--- Data to examine Enclosed Below ---

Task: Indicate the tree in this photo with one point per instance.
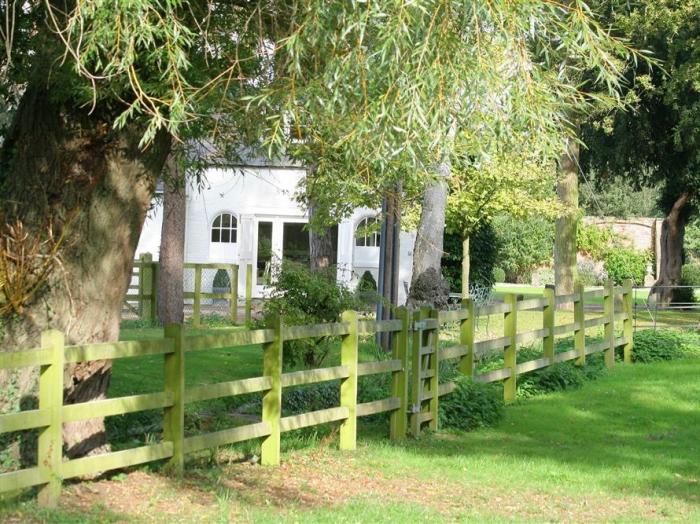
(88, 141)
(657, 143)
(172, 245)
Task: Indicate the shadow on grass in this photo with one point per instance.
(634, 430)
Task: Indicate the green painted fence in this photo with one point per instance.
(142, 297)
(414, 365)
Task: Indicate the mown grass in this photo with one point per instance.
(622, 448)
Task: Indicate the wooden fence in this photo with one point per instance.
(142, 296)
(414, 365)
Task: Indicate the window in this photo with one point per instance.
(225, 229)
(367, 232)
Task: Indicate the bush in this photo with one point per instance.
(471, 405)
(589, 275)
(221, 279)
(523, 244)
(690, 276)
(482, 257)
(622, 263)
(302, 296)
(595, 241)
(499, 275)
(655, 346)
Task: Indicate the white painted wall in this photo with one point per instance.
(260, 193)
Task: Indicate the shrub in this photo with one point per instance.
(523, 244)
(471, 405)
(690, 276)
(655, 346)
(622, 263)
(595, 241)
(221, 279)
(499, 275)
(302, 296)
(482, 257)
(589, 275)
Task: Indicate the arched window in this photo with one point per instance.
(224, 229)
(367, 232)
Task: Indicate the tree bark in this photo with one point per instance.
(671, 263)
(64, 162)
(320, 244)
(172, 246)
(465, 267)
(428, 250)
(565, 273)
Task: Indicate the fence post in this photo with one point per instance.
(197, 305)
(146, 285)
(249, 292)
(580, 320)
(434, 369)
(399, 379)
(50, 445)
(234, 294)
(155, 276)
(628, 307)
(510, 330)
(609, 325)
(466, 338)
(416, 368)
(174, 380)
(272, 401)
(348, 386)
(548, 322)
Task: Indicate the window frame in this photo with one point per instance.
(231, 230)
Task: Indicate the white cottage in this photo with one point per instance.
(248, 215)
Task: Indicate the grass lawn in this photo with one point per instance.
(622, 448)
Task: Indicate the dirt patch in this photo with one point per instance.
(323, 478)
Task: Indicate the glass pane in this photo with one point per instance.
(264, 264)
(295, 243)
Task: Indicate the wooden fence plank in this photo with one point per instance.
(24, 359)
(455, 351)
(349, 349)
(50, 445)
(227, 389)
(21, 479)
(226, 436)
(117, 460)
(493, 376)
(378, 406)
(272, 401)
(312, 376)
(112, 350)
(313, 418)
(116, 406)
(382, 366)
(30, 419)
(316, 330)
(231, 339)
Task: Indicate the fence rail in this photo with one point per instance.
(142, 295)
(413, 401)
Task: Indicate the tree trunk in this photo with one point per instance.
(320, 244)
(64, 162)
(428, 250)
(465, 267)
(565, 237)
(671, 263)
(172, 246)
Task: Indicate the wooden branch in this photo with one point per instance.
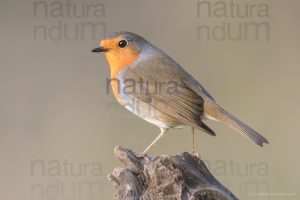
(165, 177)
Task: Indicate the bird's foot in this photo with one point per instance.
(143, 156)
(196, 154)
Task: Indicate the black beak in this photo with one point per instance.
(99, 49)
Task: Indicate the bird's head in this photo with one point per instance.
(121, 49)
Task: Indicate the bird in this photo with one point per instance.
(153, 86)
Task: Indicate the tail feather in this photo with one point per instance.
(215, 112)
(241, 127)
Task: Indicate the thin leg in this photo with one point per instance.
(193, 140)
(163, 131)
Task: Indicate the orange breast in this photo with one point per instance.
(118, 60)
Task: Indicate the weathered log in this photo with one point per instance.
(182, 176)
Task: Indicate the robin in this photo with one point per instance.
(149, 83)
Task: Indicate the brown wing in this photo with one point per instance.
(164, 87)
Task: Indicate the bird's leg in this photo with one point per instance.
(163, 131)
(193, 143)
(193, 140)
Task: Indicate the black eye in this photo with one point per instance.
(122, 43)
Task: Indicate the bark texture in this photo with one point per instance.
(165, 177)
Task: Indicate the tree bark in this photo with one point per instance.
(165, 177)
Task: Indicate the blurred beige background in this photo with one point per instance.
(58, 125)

--- End of Enclosed Data to examine ---
--- Data to examine Enclosed Below ---

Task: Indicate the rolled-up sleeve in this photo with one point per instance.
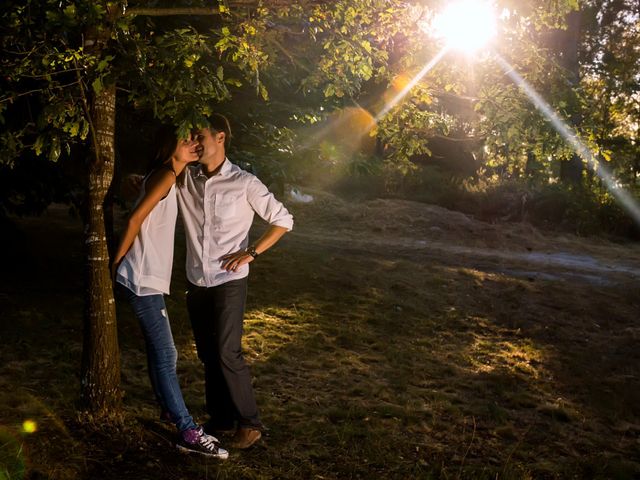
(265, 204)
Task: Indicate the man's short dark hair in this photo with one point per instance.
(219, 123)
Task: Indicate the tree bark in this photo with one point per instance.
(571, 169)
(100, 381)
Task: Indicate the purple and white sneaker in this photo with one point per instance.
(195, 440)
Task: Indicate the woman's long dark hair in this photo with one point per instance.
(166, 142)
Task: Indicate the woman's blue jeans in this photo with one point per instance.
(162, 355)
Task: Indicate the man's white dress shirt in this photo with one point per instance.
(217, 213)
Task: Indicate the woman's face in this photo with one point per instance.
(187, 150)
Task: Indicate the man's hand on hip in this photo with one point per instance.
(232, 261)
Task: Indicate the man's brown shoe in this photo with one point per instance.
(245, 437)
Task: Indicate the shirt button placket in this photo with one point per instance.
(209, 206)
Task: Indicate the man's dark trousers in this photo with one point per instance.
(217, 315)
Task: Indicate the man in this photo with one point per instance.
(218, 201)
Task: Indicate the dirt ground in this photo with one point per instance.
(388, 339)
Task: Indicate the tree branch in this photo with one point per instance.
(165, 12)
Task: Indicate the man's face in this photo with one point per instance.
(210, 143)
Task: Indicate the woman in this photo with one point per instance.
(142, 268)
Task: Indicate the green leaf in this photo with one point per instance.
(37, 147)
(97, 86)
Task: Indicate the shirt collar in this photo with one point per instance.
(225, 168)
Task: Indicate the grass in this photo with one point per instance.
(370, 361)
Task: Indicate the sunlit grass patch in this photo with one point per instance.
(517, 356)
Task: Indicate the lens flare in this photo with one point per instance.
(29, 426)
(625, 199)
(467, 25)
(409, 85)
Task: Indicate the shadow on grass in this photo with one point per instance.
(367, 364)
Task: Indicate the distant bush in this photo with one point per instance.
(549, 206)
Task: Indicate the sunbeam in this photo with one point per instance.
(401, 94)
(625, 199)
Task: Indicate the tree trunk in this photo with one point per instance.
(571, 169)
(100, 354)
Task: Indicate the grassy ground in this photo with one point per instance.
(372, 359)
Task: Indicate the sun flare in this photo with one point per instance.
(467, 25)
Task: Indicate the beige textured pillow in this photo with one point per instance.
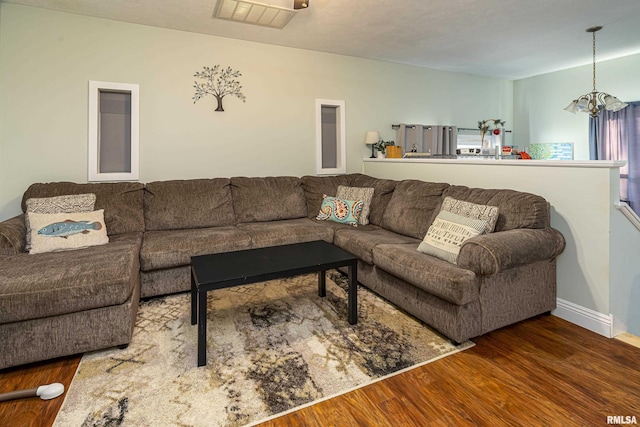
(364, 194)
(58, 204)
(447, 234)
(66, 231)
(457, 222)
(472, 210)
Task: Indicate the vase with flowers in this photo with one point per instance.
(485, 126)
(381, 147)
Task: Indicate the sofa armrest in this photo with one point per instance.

--- End of Enclosed Data to examine ---

Reproduce the lines above beginning at the line that contains "Task: Indicate the grass in" and ending at the line that contains "Task: Indicate the sofa". No pictures.

Task: Indicate the grass in this photo with one point per instance.
(370, 361)
Task: Indicate the sunlit grass patch in this photo with one point per instance.
(517, 356)
Task: Indicate the lens flare in this photo with one point per instance.
(29, 426)
(625, 199)
(467, 25)
(409, 85)
Task: Indicate the shadow on grass in this photo with one point per instance.
(367, 364)
Task: Indicate the distant bush in this photo with one point per instance.
(549, 206)
Task: Indicate the sunbeam in this photo with one point per instance.
(401, 94)
(625, 199)
Task: Indicate the tree trunk in this photo with one point per instance.
(571, 169)
(100, 354)
Task: Indicate the grassy ground in this photo with one point per instance.
(372, 359)
Task: Indicate the sun flare in this photo with one point per instance.
(467, 25)
Task: Indicate the beige textured pillow in this photo with one point per instance.
(364, 194)
(58, 204)
(447, 234)
(66, 231)
(457, 222)
(472, 210)
Task: Indicate the vase with flowers in this photo with one point per instance.
(485, 126)
(381, 147)
Task: Indicate the sofa armrest in this photo with one point per instance.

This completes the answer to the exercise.